What you will do :: Scan the records for "shrub". Report each line that includes it.

Material provided ::

####################

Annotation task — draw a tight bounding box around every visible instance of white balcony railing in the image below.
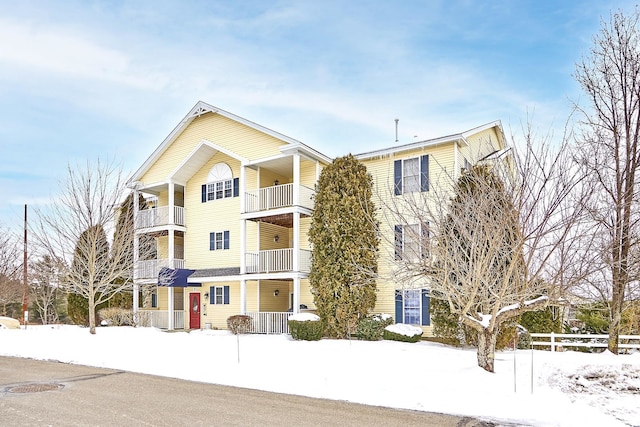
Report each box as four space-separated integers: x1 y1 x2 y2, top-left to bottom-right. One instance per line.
246 312 292 334
245 249 311 274
244 184 315 213
135 258 185 280
137 310 185 329
135 206 185 229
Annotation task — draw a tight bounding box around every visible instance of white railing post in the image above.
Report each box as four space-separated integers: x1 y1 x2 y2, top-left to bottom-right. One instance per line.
550 332 555 352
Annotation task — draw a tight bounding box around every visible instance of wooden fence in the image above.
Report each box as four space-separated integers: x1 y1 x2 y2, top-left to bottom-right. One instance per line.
530 332 640 352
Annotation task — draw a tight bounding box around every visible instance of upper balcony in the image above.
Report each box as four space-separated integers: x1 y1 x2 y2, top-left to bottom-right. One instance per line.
135 206 185 230
245 248 312 274
244 183 314 214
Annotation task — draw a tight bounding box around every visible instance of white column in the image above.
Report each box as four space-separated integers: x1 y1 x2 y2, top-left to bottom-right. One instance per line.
240 279 246 314
168 183 175 262
293 212 300 272
168 181 175 331
240 219 246 274
240 164 246 213
133 189 140 317
168 181 175 225
168 287 174 330
293 277 301 314
293 153 300 206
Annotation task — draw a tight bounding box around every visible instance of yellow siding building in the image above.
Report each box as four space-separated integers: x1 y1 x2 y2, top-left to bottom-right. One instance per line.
130 101 507 334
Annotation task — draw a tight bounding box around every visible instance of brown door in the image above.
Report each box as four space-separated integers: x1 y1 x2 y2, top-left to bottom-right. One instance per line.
189 293 200 329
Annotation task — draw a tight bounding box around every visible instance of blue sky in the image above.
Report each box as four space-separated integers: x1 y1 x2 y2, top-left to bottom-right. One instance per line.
0 0 632 229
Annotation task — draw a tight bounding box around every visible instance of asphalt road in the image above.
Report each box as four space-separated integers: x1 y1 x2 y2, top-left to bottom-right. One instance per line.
0 356 506 427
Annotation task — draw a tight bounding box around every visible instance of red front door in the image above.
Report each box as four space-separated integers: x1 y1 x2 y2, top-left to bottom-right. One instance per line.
189 293 201 329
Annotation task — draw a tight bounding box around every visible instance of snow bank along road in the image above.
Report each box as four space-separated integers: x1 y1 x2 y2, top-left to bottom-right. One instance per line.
0 357 512 426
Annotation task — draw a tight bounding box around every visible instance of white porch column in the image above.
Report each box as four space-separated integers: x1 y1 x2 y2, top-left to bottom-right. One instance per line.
293 153 300 206
132 189 140 318
168 183 175 263
240 164 246 213
293 211 300 271
168 287 174 330
240 219 246 274
240 279 246 314
168 181 175 331
293 277 301 314
168 181 175 224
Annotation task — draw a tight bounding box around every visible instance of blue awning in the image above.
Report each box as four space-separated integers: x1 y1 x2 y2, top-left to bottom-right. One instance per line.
158 267 201 287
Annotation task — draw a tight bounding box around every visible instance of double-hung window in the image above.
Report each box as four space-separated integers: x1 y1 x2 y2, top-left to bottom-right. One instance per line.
201 163 239 202
204 178 238 202
209 231 230 251
395 289 430 326
209 285 230 305
394 155 429 195
395 223 429 261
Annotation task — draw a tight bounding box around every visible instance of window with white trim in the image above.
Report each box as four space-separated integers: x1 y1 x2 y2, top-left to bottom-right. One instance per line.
403 289 421 324
209 231 230 251
202 163 239 202
395 289 430 326
395 223 429 261
394 155 429 195
209 285 230 305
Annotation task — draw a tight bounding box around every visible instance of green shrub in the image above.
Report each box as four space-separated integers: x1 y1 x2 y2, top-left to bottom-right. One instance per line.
288 318 323 341
67 293 90 326
356 313 394 341
98 307 133 326
520 307 562 334
383 324 423 343
227 315 251 334
517 329 532 349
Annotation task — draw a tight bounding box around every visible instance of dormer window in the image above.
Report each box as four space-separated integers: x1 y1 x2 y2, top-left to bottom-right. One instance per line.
201 163 239 202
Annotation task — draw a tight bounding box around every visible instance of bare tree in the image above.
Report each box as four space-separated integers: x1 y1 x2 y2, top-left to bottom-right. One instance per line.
0 228 22 317
30 255 65 324
385 128 591 372
574 8 640 353
35 159 154 334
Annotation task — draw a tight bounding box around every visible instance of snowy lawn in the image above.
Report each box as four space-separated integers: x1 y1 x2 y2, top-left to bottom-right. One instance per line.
1 326 638 426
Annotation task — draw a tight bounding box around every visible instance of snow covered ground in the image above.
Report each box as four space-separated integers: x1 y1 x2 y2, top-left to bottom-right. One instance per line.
1 325 638 426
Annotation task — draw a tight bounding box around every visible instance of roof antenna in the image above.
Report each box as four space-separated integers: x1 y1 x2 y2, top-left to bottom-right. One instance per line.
395 118 399 142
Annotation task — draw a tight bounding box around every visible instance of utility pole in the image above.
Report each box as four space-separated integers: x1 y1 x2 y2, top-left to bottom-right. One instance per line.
22 204 28 328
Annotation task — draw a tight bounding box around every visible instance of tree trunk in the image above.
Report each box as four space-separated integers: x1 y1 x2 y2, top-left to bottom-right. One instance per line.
608 281 625 353
477 328 497 373
88 288 96 335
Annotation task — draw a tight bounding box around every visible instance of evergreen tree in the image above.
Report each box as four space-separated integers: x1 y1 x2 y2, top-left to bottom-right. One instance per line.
309 154 379 338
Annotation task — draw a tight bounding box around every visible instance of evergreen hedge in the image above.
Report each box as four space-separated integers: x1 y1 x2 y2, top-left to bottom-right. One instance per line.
288 318 323 341
356 314 394 341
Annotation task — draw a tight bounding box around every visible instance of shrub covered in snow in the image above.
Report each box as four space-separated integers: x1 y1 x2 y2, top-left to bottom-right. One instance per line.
227 315 251 334
97 307 133 326
383 323 423 343
288 313 323 341
356 313 394 341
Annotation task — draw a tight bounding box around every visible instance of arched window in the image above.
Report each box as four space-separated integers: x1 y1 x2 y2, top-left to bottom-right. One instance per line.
202 163 238 202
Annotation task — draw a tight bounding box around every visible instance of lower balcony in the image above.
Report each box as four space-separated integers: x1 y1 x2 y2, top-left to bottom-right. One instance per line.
137 310 185 329
135 206 185 229
135 259 185 280
245 249 311 274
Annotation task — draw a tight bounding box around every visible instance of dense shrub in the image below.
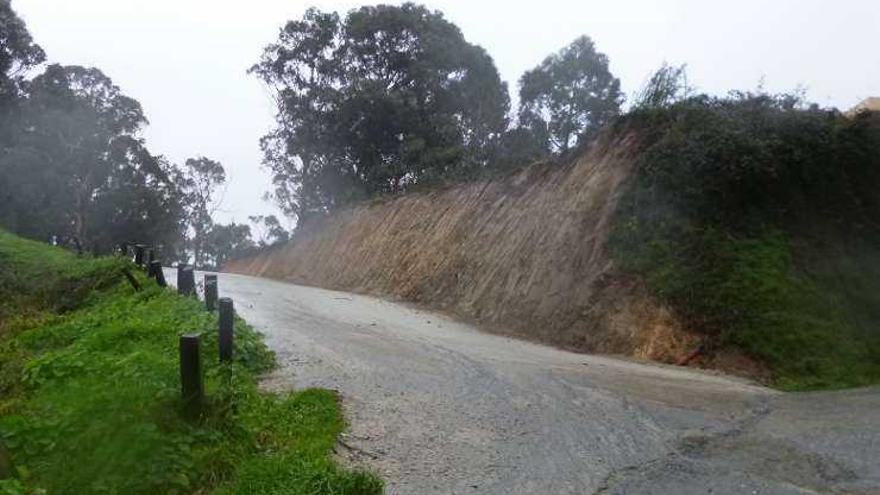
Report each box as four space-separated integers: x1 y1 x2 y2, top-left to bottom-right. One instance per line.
610 94 880 389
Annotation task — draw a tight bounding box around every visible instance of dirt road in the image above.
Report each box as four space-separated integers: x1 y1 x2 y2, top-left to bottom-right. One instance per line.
174 270 880 494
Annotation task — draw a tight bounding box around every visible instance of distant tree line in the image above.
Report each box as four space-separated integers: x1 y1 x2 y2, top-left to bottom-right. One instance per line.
2 0 633 255
0 0 288 267
253 3 624 225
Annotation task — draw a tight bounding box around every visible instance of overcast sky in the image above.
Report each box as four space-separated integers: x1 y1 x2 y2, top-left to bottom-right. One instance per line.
13 0 880 225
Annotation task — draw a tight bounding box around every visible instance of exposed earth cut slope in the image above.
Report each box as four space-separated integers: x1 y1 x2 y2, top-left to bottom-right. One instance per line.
228 102 880 389
226 133 699 363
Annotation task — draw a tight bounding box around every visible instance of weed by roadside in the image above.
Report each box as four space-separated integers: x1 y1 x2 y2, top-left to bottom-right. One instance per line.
0 230 382 494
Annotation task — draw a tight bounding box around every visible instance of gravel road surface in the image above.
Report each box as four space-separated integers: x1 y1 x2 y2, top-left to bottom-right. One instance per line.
170 270 880 494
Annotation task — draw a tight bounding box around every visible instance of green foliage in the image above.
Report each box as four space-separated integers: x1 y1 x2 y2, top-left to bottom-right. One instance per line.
180 157 227 268
0 230 124 327
610 94 880 389
633 63 692 110
518 35 623 153
0 64 185 253
252 2 510 222
248 215 290 248
0 230 382 493
204 223 257 270
0 0 45 106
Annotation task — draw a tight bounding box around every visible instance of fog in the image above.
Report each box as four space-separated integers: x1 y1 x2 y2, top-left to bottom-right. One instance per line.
14 0 879 224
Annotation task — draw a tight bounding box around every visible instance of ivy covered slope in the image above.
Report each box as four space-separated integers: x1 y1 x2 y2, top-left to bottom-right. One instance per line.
0 230 381 494
610 94 880 390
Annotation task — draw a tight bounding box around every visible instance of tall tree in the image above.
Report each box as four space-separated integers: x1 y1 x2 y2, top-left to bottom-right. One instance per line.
252 3 509 222
0 64 183 252
179 157 225 268
0 0 45 108
248 214 289 247
203 222 255 269
518 35 623 153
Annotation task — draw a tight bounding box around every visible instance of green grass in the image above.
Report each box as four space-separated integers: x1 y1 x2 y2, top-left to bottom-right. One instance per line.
0 230 382 494
608 99 880 390
610 222 880 390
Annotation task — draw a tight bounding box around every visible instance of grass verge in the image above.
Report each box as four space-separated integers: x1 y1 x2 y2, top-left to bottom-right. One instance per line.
0 230 382 494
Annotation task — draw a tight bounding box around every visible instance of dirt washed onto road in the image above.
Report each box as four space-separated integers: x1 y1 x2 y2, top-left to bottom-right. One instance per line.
177 270 880 494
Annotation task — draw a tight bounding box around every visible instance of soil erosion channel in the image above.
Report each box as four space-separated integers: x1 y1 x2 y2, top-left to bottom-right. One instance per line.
172 270 880 494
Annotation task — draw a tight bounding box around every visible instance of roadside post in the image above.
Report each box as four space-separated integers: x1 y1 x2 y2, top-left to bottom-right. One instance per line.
178 265 196 296
176 265 185 294
134 244 146 267
179 333 203 419
205 274 218 311
149 260 167 287
218 297 234 362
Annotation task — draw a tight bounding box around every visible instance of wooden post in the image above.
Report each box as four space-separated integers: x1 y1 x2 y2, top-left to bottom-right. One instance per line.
146 248 154 267
179 333 203 419
218 297 234 362
184 267 195 296
176 265 185 294
204 274 218 311
178 266 195 296
134 244 146 267
149 260 167 287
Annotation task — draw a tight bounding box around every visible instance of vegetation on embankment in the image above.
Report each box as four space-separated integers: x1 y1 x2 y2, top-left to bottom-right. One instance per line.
610 94 880 390
0 230 381 494
226 94 880 391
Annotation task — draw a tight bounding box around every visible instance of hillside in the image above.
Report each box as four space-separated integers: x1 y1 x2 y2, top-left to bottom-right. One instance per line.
227 132 703 362
226 95 880 390
0 230 381 494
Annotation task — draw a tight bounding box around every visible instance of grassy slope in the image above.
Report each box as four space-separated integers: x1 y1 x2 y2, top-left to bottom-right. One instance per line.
0 230 381 494
609 99 880 390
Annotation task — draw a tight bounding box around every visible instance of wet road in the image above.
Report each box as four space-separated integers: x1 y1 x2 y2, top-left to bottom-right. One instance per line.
171 269 880 494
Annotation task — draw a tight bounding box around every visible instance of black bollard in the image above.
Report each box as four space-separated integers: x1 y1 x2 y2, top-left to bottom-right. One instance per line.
204 275 218 311
176 265 185 293
181 266 196 296
185 267 196 296
177 265 194 296
179 333 203 419
134 244 146 267
149 260 167 287
218 297 234 362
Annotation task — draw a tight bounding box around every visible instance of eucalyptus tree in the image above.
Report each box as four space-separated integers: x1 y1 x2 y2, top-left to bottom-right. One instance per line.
518 35 623 153
252 3 509 222
0 0 44 108
0 64 184 252
180 157 225 268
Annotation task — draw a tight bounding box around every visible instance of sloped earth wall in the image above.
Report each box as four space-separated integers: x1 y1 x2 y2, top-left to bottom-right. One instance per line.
226 135 703 363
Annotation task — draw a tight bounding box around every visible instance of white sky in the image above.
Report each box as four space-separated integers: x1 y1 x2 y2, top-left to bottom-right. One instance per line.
13 0 880 225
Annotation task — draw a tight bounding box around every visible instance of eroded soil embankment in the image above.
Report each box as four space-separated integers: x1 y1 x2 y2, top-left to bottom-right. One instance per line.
225 134 702 362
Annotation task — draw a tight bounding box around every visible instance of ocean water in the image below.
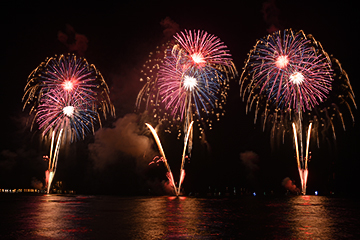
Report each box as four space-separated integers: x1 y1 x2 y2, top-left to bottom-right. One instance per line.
0 194 359 239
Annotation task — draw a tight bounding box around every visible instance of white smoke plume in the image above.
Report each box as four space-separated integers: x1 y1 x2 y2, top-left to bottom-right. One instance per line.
89 113 156 171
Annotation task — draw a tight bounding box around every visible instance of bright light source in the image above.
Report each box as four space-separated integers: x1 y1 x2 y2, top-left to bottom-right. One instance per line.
63 106 74 117
62 80 74 91
275 55 289 68
191 52 205 65
289 72 305 85
183 75 197 91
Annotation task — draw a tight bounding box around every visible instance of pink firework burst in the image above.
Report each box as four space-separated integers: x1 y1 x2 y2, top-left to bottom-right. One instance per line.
36 88 96 142
174 29 236 73
157 49 221 121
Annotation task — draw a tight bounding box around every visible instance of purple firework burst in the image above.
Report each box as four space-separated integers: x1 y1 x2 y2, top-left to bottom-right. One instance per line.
23 53 114 119
241 29 333 112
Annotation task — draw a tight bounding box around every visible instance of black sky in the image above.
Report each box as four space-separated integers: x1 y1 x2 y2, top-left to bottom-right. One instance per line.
1 0 359 195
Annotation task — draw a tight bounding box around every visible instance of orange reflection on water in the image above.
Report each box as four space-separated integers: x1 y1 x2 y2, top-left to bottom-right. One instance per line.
30 195 92 239
134 196 202 238
288 195 332 239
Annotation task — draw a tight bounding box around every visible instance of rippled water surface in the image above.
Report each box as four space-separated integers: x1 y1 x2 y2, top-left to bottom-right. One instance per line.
0 194 359 239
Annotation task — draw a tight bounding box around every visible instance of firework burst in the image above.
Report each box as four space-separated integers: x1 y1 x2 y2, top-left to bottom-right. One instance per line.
174 30 236 77
158 48 223 122
137 30 237 195
240 29 356 194
137 30 236 136
240 29 356 145
23 53 115 121
36 88 97 142
240 29 333 112
23 53 114 193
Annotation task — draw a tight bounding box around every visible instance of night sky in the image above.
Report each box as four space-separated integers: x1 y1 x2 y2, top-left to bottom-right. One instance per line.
1 1 359 196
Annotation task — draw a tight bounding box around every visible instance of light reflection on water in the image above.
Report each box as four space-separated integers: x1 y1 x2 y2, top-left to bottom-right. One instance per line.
0 195 359 239
131 196 203 239
288 195 333 239
287 195 359 239
0 194 93 239
34 195 93 238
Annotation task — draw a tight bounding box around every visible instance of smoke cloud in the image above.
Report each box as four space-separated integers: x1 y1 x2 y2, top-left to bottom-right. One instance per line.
240 151 259 171
261 0 283 33
58 24 88 56
31 177 44 190
88 113 156 171
240 151 259 180
282 177 300 193
0 150 17 171
160 17 180 39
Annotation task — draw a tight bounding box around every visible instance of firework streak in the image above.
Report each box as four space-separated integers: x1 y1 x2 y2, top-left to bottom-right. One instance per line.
145 123 177 194
146 122 193 196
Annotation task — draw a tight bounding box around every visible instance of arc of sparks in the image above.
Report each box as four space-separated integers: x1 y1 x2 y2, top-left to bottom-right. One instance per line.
177 121 194 196
46 129 63 194
292 123 301 169
145 123 177 195
305 123 312 170
292 122 312 195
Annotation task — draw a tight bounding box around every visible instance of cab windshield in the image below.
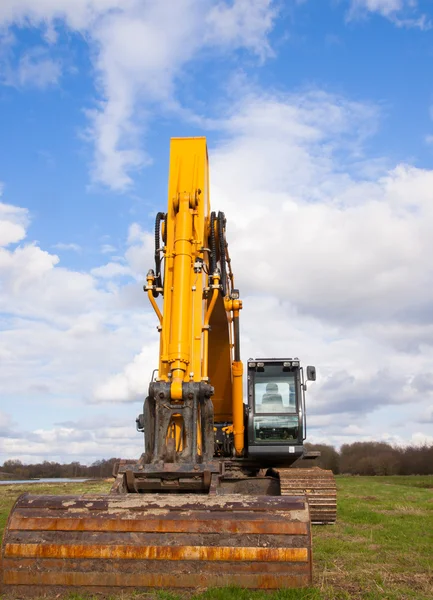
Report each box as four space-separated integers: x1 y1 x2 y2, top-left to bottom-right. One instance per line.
254 368 297 414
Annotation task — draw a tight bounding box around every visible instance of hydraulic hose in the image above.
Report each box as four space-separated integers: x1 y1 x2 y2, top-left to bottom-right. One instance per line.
217 211 227 297
153 212 166 298
209 212 217 276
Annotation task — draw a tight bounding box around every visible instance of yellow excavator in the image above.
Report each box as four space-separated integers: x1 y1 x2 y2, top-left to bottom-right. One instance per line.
1 137 336 594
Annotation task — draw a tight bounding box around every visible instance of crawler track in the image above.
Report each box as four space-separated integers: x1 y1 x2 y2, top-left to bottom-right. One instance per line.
279 467 337 524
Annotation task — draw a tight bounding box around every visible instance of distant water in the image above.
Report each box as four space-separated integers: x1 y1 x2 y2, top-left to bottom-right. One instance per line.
0 478 93 485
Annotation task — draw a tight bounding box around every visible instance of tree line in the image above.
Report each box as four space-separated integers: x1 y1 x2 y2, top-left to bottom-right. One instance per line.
1 441 433 479
0 458 119 480
304 442 433 475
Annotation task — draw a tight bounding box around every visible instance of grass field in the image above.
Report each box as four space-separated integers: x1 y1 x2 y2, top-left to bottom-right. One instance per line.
1 475 432 600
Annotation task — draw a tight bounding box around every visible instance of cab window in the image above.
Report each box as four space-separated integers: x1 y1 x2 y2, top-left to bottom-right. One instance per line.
254 374 296 414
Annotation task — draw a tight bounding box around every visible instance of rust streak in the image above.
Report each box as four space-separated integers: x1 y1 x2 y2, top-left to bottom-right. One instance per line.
1 557 310 575
3 570 311 589
8 516 308 536
5 543 309 563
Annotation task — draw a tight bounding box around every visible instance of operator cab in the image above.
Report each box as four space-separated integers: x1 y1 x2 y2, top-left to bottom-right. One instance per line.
247 358 316 467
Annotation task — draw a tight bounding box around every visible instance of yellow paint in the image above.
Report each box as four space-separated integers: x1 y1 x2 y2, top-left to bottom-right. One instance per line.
232 360 244 455
160 138 210 394
149 137 245 453
168 414 184 452
208 295 233 421
202 272 220 380
146 272 163 325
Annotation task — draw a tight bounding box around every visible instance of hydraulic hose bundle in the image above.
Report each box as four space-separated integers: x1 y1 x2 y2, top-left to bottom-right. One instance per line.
210 210 228 297
153 212 166 298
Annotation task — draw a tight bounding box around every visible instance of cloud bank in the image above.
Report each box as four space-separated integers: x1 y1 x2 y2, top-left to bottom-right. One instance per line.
2 86 433 461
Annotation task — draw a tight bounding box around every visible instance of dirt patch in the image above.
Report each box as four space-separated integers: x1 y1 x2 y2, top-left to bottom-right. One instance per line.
330 534 371 545
368 544 381 551
375 505 426 516
320 565 433 599
382 571 433 592
354 523 385 530
360 496 378 501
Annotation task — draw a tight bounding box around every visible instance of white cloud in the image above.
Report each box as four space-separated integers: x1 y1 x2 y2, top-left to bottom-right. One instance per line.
205 0 277 60
0 0 278 190
210 91 433 329
0 41 61 89
91 262 133 279
0 410 13 431
127 223 145 244
125 226 154 275
350 0 408 16
0 243 100 322
411 432 433 446
0 417 142 464
0 197 157 433
14 47 60 88
0 201 28 246
93 344 158 403
53 243 81 252
348 0 431 28
100 243 117 254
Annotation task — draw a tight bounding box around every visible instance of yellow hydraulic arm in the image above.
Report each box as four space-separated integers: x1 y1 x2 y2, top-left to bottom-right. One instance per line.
145 137 245 455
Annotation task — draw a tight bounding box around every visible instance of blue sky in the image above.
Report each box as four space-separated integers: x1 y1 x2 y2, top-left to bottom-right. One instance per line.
1 0 433 464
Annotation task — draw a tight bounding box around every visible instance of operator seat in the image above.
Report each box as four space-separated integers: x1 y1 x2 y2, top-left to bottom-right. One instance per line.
261 382 283 409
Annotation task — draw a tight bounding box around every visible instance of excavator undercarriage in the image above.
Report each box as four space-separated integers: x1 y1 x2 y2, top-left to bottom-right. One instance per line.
1 137 336 594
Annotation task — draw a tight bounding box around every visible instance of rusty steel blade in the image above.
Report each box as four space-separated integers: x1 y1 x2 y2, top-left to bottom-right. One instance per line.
1 493 313 593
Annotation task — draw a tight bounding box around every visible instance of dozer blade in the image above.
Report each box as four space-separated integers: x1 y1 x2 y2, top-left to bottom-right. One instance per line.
279 467 337 524
1 493 312 594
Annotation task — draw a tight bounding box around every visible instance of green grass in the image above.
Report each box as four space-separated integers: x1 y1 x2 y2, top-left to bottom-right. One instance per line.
1 476 432 599
0 479 110 541
314 476 433 599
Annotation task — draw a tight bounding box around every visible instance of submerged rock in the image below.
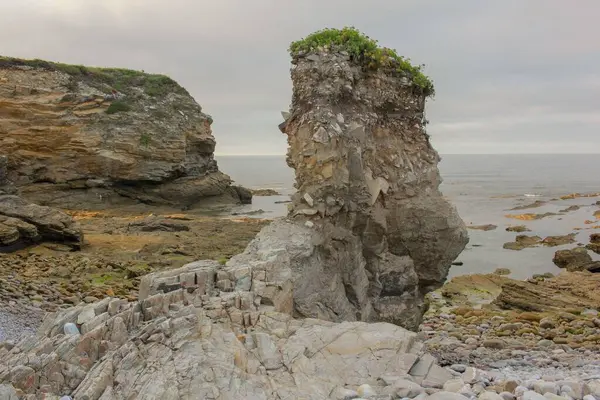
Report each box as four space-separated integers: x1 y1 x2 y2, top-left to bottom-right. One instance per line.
506 225 531 233
468 224 497 231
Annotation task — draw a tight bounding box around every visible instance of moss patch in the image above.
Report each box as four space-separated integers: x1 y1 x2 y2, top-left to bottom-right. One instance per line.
289 27 434 96
106 100 131 114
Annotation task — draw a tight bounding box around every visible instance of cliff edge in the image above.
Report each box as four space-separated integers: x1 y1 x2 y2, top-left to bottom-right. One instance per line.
0 57 251 209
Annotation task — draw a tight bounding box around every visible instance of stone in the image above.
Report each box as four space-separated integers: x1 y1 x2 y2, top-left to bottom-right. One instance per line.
521 391 548 400
540 318 556 329
483 339 505 349
0 384 18 400
450 364 467 373
543 395 566 400
357 384 377 398
479 392 504 400
533 381 558 395
427 392 470 400
444 379 466 393
553 248 594 271
499 392 516 400
386 379 424 398
76 306 96 325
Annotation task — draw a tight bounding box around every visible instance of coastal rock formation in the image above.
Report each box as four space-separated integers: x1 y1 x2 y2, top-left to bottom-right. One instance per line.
0 194 83 252
0 262 454 399
0 57 250 209
553 247 600 272
237 29 468 330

####################

Solution to this problem ::
Annotation task — draw a tight bounding box around every visible instance of green shrub in the image above.
Annotation task — draw a tight bounding box around every visible instance of shrub covered in snow in the image above.
Annotation task — draw a tight bounding box around every visible instance of dense shrub in the image below.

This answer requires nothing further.